(Provided entries begins)

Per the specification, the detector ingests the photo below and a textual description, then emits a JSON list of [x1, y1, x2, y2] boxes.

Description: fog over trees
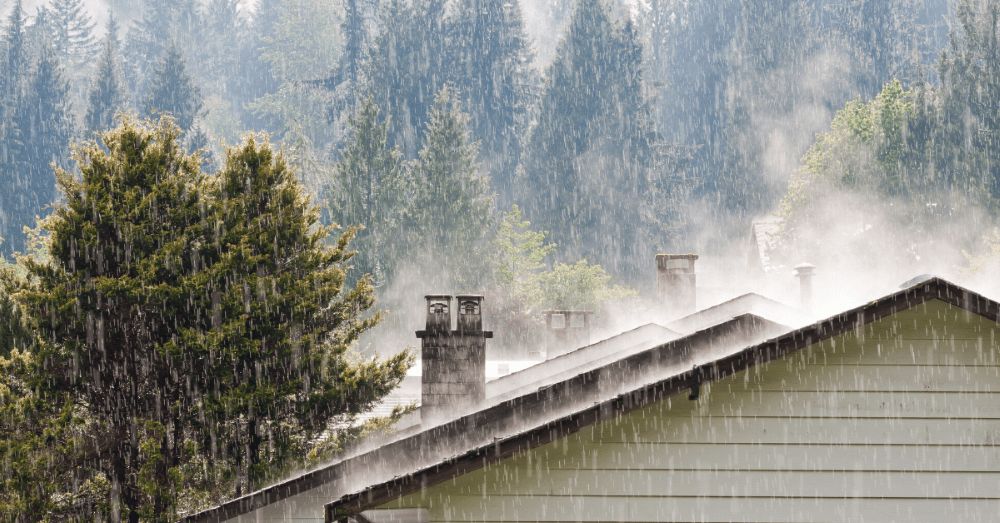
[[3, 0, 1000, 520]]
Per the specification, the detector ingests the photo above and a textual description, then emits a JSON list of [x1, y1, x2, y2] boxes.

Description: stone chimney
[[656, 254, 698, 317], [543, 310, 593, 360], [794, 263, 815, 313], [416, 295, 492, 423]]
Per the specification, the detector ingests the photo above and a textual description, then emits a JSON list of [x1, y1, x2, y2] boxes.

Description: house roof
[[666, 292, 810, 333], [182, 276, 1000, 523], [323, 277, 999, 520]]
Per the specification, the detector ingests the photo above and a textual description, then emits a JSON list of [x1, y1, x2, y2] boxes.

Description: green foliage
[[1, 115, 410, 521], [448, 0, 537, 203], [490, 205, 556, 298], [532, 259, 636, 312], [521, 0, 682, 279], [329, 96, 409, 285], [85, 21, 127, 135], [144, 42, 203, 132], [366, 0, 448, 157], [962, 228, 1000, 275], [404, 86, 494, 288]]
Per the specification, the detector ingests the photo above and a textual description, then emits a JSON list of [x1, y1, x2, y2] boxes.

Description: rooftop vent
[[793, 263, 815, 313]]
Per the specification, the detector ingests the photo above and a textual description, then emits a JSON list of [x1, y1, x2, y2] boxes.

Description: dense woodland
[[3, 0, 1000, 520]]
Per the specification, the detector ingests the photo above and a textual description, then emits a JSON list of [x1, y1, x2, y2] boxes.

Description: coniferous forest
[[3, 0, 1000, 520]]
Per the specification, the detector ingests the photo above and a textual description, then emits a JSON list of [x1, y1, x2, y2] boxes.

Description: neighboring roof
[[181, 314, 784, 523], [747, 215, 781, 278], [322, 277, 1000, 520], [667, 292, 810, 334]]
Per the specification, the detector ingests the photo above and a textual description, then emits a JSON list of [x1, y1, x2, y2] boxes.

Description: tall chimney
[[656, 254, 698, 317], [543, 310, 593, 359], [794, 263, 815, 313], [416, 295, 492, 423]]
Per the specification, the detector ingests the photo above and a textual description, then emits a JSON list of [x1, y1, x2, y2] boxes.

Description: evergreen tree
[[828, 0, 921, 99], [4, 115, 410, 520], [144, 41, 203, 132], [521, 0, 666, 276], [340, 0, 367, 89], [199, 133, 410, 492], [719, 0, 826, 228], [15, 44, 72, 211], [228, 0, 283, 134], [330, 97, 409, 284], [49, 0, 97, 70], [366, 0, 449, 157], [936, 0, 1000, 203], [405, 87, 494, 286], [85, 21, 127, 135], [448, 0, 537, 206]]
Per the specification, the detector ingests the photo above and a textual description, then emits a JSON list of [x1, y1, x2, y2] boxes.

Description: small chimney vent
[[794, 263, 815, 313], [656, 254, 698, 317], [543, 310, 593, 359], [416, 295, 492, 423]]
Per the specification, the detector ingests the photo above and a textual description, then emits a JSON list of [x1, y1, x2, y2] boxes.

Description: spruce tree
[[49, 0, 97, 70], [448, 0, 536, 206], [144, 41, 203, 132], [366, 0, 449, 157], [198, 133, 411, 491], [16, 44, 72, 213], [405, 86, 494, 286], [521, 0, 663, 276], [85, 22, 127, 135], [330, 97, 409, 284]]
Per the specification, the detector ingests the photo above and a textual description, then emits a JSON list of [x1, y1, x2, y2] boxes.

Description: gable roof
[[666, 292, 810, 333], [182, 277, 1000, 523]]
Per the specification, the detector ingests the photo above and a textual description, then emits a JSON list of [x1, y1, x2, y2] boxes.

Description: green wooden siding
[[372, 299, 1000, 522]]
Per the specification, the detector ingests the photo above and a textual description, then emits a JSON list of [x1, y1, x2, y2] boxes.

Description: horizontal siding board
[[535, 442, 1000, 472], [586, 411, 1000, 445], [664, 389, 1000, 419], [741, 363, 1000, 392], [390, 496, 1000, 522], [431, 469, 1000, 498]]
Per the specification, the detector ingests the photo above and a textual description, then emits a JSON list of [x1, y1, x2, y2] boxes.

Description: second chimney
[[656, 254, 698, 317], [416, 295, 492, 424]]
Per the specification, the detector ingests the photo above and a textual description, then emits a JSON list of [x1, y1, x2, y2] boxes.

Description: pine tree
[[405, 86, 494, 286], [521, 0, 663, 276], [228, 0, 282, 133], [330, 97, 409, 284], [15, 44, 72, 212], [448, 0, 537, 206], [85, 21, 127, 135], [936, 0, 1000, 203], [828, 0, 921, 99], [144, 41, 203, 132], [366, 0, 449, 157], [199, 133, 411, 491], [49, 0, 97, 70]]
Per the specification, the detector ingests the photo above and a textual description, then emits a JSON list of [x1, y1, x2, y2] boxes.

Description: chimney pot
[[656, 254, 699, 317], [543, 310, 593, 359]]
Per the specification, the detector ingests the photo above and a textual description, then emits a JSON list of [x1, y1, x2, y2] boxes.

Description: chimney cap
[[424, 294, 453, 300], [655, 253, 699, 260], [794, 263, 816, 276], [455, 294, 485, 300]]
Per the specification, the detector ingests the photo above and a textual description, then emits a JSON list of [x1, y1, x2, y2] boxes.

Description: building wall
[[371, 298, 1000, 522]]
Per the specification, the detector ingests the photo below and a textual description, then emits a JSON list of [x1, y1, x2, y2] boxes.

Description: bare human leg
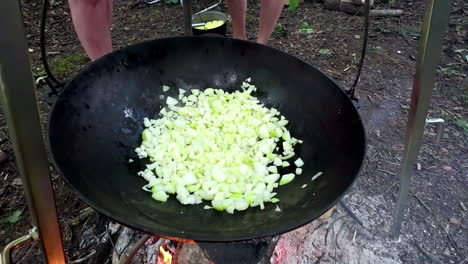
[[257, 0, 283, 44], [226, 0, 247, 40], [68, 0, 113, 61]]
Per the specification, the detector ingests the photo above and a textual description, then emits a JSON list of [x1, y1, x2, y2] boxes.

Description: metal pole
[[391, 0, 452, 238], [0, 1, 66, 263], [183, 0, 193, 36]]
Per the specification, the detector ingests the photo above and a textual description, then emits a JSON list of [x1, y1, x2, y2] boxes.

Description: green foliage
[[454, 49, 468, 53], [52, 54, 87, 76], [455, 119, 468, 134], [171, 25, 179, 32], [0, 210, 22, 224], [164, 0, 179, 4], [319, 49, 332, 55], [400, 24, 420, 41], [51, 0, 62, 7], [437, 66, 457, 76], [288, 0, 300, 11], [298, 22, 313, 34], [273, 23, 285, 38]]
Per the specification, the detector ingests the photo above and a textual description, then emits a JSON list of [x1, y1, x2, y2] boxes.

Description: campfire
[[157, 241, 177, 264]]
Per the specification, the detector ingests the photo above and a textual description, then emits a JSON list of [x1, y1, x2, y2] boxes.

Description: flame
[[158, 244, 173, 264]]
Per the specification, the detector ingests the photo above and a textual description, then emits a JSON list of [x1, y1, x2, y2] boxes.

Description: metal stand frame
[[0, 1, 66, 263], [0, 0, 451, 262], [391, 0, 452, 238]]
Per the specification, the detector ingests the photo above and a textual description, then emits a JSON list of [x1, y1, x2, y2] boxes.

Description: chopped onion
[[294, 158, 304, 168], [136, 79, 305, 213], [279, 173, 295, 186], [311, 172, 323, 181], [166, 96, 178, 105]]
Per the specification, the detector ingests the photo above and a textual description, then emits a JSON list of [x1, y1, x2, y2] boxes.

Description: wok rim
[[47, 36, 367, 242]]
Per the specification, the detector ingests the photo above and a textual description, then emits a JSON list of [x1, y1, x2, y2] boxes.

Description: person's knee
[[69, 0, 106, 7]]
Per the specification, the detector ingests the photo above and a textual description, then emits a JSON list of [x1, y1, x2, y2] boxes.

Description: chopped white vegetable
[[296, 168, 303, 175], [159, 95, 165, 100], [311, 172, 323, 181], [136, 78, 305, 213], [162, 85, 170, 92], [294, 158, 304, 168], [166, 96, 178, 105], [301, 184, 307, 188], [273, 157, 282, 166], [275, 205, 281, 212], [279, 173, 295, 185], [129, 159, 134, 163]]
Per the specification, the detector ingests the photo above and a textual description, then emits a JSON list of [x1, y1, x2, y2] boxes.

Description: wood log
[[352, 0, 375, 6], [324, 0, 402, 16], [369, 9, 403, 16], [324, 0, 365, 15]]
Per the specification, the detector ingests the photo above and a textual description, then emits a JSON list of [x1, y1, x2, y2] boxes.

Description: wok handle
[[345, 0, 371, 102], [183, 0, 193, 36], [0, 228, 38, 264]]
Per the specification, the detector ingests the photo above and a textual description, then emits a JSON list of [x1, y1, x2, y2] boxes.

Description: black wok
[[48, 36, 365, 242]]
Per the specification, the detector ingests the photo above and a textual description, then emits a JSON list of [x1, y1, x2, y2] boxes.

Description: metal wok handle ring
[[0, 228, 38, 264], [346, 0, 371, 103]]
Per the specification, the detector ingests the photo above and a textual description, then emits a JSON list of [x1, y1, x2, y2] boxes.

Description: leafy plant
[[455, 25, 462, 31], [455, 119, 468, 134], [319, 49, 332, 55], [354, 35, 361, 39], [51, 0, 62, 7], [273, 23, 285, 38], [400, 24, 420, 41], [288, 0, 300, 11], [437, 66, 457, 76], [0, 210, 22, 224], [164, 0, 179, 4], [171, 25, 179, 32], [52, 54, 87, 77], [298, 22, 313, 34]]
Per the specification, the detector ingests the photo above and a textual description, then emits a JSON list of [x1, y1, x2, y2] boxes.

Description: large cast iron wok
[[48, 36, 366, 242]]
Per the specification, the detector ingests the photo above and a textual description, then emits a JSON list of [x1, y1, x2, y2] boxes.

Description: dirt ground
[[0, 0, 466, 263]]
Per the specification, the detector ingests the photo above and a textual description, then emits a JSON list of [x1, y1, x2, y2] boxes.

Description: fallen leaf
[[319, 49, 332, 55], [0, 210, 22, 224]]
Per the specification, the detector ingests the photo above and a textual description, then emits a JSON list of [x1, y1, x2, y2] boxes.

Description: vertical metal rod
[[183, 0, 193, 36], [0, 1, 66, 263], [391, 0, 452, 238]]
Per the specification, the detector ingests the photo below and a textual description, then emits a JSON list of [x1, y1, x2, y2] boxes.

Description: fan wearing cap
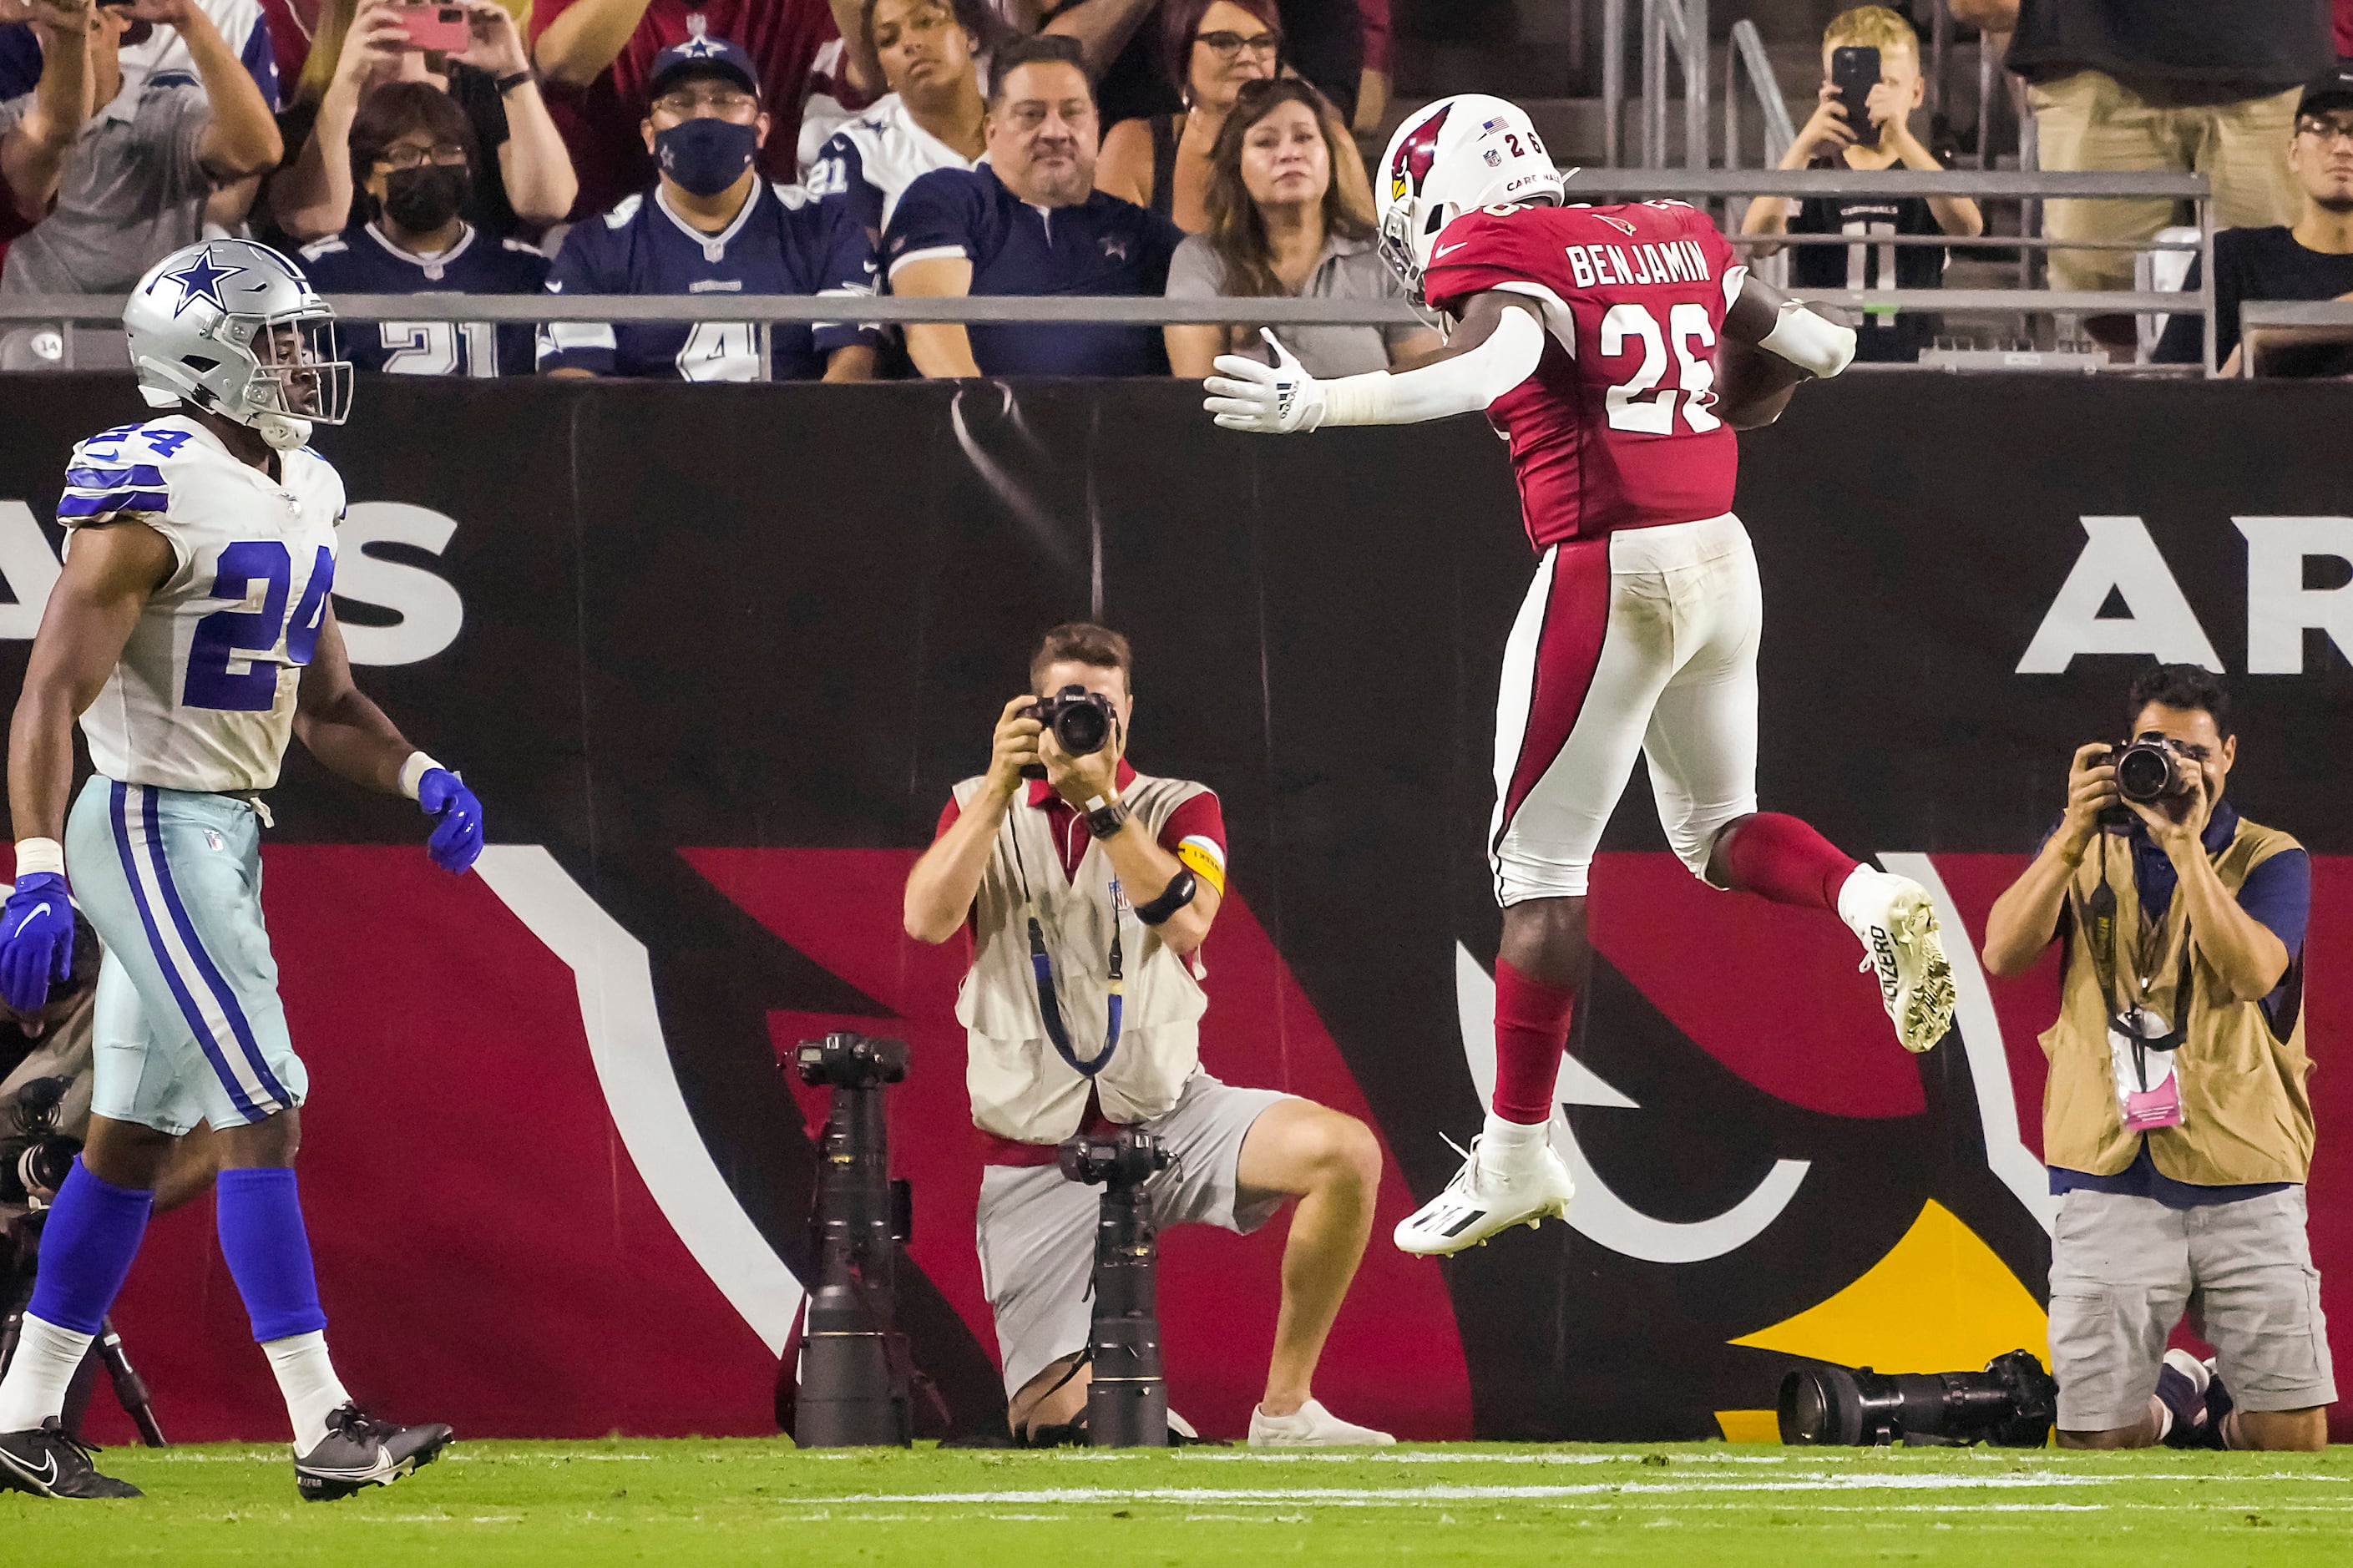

(Provided entries ends)

> _Aim of the exercise_
Leave out the pictures, and extract exactly the lines from the one with "Description: vertical metal rod" through the end of the records, both ends included.

> _Answer to the problem_
Description: vertical metal rod
[[183, 0, 193, 36], [0, 1, 66, 263], [391, 0, 452, 238]]
Per the specification, the detector ingests the photo below and a textual description, then emits a JSON list of [x1, y1, x2, y2] boxes.

Description: fan wearing cap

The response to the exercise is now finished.